**TASK INSTRUCTIONS:**
Extend the passage about the Carol Anne Bond chemical weapons case, picking up after its last sentence.

**PASSAGE PROVIDED:**

◇ ◇ ◇ ◇ ◇

The dispute centered on the case of Carol Anne Bond, a Pennsylvania microbiologist who discovered that her best friend was pregnant with her husband’s child. Seeking revenge, Bond stole various toxic chemicals from work and spread them on her former friend’s doorknob, car door and mailbox. 

“It is undisputed, however, that Bond did not intend to kill Haynes,” the court said in a summary of the case’s facts. “She instead hoped that Haynes would touch the chemicals and develop an uncomfortable rash.”

Ultimately, she was successful when her target suffered a minor chemical burn. 

Among the charges leveled against Bond after her arrest were two counts of possessing and using a chemical weapon, in violation of the 1997 Chemical Weapons Convention. The treaty forbids the possession or use of chemical weapons. 

Writing for the majority, Chief Justice John Roberts expressed incredulity that the treaty might be applied to “an amateur attempt by a jilted wife to injure her husband’s lover, which ended up causing only a minor thumb burn readily treated by rinsing with water.”

◇ ◇ ◇ ◇ ◇

**DATA EXTRACTS:**

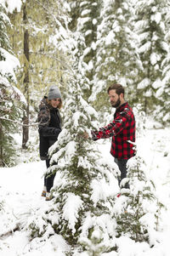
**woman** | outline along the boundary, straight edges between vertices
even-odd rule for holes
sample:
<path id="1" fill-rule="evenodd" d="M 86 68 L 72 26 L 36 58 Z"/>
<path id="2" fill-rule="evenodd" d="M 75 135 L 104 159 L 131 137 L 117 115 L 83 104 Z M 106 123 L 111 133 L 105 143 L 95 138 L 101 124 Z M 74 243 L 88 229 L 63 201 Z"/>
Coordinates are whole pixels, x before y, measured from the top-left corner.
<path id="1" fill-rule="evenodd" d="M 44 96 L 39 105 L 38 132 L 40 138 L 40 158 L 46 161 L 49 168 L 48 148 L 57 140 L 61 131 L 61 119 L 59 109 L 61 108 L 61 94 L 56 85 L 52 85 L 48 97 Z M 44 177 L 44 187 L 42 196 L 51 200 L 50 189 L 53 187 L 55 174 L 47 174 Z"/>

◇ ◇ ◇ ◇ ◇

**REPLY TO THE TASK:**
“Because our constitutional structure leaves local criminal activity primarily to the States, we have generally declined to read federal law as intruding on that responsibility, unless Congress has clearly indicated that the law should have such reach,” Roberts wrote.

“The Chemical Weapons Convention Implementation Act contains no such clear indication, and we accordingly conclude that it does not cover the unremarkable local offense at issue here,” he added.

Justices Anthony Kennedy, Stephen Breyer, Sonia Sotomayor and Elena Kagan joined Roberts.

Justices Antonin Scalia, Samuel Alito and Clarence Thomas concurred with the ruling in separate opinions.